**The problem**
Each line below has to be set down again exactly.

Saved entries:
Content starts
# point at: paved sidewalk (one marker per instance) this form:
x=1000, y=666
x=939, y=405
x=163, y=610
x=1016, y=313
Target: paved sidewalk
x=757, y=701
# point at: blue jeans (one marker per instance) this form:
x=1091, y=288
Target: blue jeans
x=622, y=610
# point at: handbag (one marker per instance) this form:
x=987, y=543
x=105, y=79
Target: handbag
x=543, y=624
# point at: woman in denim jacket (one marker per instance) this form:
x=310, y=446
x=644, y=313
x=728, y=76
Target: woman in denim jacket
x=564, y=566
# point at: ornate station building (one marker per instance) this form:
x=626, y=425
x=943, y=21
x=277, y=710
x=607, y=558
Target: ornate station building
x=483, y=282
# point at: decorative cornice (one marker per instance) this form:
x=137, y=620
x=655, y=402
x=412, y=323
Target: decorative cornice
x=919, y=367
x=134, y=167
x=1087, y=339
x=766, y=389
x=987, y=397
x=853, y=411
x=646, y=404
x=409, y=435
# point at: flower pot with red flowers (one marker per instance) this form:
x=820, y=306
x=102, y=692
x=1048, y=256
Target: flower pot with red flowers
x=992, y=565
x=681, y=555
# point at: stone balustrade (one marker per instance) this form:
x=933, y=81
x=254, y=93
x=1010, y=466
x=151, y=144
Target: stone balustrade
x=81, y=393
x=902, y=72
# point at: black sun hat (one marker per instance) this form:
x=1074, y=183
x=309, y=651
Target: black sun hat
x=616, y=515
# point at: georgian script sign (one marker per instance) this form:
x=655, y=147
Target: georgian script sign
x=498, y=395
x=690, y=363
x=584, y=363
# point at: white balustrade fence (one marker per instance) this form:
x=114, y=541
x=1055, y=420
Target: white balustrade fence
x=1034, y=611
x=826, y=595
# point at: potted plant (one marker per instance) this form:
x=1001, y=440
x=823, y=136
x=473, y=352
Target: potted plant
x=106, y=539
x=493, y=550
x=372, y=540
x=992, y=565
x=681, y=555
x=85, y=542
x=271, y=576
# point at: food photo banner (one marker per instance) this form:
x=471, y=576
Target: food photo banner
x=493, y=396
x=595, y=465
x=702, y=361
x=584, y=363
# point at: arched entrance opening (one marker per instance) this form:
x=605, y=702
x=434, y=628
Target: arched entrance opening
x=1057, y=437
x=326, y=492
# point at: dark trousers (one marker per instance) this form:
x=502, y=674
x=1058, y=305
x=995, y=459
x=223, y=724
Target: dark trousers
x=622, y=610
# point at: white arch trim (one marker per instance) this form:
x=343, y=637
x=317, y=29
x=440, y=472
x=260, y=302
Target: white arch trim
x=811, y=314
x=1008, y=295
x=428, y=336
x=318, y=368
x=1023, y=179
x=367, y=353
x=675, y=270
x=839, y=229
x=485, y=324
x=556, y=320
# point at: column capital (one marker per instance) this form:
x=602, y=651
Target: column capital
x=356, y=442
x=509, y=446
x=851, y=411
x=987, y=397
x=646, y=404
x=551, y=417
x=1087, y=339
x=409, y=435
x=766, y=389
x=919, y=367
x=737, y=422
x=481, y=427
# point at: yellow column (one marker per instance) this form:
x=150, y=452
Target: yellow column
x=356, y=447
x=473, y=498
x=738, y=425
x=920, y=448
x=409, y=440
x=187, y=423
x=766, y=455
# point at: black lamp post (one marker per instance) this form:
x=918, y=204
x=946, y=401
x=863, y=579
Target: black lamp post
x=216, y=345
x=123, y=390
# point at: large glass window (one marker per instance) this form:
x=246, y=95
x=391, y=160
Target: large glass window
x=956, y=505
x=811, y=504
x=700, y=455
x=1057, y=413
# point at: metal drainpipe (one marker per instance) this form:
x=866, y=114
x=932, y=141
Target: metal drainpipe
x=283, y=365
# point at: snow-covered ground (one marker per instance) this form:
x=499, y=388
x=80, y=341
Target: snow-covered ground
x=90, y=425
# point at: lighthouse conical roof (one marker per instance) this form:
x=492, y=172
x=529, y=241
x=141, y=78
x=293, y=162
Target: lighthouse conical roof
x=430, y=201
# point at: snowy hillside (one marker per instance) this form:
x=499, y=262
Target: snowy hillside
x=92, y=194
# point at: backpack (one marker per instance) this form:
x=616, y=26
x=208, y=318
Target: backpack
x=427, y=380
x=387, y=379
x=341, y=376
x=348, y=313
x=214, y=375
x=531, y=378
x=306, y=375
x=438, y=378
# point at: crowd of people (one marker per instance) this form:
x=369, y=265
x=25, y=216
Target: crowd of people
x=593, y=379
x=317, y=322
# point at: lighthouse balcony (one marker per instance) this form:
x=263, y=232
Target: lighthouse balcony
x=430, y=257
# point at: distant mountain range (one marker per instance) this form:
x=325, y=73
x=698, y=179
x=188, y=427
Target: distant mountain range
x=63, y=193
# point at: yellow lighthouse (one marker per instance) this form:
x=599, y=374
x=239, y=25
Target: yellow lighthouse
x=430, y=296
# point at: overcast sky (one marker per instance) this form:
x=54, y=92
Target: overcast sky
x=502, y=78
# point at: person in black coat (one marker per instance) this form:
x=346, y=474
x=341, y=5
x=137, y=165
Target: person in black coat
Content ends
**Answer space**
# point at: paved sidewalk (one marker per instance) this form:
x=1000, y=666
x=939, y=405
x=163, y=610
x=1016, y=313
Target: paved sidewalk
x=757, y=701
# point at: blue jeans (one marker per instance) this form:
x=1091, y=288
Target: blue jeans
x=622, y=610
# point at: handbag (one marker per instance) this form:
x=987, y=543
x=105, y=79
Target: handbag
x=543, y=624
# point at: woman in denim jacket (one marker per instance) this form:
x=310, y=446
x=644, y=313
x=728, y=76
Target: woman in denim jacket
x=564, y=566
# point at: ornate station building (one marker per instance) this form:
x=626, y=425
x=943, y=21
x=277, y=710
x=607, y=558
Target: ornate station building
x=483, y=282
# point at: decorative cornice (one marker per instance) this form:
x=137, y=620
x=655, y=402
x=412, y=323
Target: decorative cornice
x=919, y=367
x=134, y=167
x=1087, y=339
x=766, y=389
x=987, y=397
x=853, y=411
x=646, y=404
x=409, y=435
# point at: flower pot with red flowers (one marker per instance) this form:
x=820, y=306
x=102, y=692
x=1048, y=256
Target: flower pot with red flowers
x=992, y=565
x=681, y=555
# point at: stone balustrade (one marker per instance) this form:
x=933, y=81
x=254, y=93
x=1010, y=466
x=151, y=144
Target: stone balustrade
x=81, y=393
x=902, y=72
# point at: black sun hat (one marker per instance) this form:
x=1074, y=183
x=309, y=651
Target: black sun hat
x=616, y=515
# point at: georgian script sign (one marker per instance) this form:
x=655, y=147
Target: georgian script sign
x=498, y=395
x=690, y=363
x=584, y=363
# point at: white balustrade fence (one marker per instance) this form:
x=114, y=541
x=1055, y=420
Target: white balustrade fence
x=1034, y=611
x=826, y=595
# point at: potted plant (one marker per instance) this form:
x=1001, y=440
x=823, y=136
x=473, y=352
Target: potted plant
x=106, y=539
x=493, y=550
x=372, y=540
x=992, y=565
x=681, y=555
x=85, y=542
x=271, y=576
# point at: food photo banner (one marker per instance) this form:
x=471, y=576
Target: food photo banner
x=493, y=396
x=595, y=465
x=702, y=361
x=584, y=363
# point at: arched entrance opening (one marker per instance) this form:
x=605, y=702
x=434, y=628
Target: arched entrance opening
x=1057, y=437
x=326, y=492
# point at: dark trousers (one marker per instance) this form:
x=502, y=674
x=1058, y=305
x=995, y=459
x=223, y=724
Target: dark trousers
x=622, y=610
# point at: white arch trim (one marker per instance) this form:
x=343, y=637
x=317, y=29
x=440, y=472
x=260, y=302
Target: white arch trim
x=811, y=314
x=1008, y=295
x=428, y=336
x=318, y=368
x=1023, y=179
x=367, y=353
x=675, y=270
x=839, y=229
x=485, y=324
x=556, y=320
# point at: column capital (one marker per instance) this form:
x=602, y=651
Target: column capital
x=356, y=442
x=509, y=446
x=851, y=411
x=987, y=397
x=646, y=404
x=551, y=417
x=1087, y=339
x=409, y=435
x=766, y=389
x=919, y=367
x=737, y=422
x=481, y=427
# point at: yellow column (one marker per instance) this form:
x=150, y=452
Target: yellow column
x=356, y=447
x=473, y=498
x=738, y=425
x=920, y=448
x=409, y=440
x=187, y=423
x=766, y=455
# point at: black lamp post (one marker per instance) this form:
x=918, y=204
x=946, y=401
x=863, y=579
Target: black lamp post
x=216, y=345
x=123, y=390
# point at: large glass window (one marker per instance) this form:
x=246, y=95
x=391, y=160
Target: large glass window
x=956, y=505
x=811, y=504
x=700, y=455
x=1057, y=413
# point at: metal drainpipe (one marker per instance) this form:
x=866, y=114
x=932, y=141
Target: metal drainpipe
x=283, y=365
# point at: snow-covered ground (one marker per instance) this form:
x=499, y=388
x=80, y=341
Target: snow-covered ground
x=90, y=425
# point at: lighthouse conical roof (one marker per instance) this form:
x=492, y=172
x=529, y=241
x=141, y=78
x=293, y=162
Target: lighthouse conical roof
x=430, y=201
# point at: snowy hillside (one marker per instance) this form:
x=499, y=262
Target: snowy hillside
x=92, y=194
# point at: backpack (one marker per instance) this form:
x=616, y=26
x=208, y=318
Target: backpack
x=427, y=380
x=387, y=379
x=341, y=376
x=348, y=313
x=214, y=375
x=531, y=378
x=306, y=375
x=438, y=378
# point at: crowd of people (one marker per instance) this form:
x=369, y=265
x=25, y=216
Target: crowd of people
x=593, y=379
x=317, y=322
# point at: lighthouse balcony (one marker per instance) this form:
x=263, y=232
Target: lighthouse balcony
x=430, y=257
# point at: distant mountain range (one marker per instance) this form:
x=325, y=73
x=698, y=179
x=188, y=427
Target: distant mountain range
x=63, y=193
# point at: yellow lighthouse (one marker per instance) this form:
x=599, y=374
x=239, y=25
Target: yellow lighthouse
x=430, y=296
# point at: overcast sky (one marker per instance) this form:
x=54, y=92
Target: overcast sky
x=502, y=78
# point at: person in black coat (one marker per instance) this form:
x=346, y=474
x=341, y=5
x=137, y=165
Target: person in black coat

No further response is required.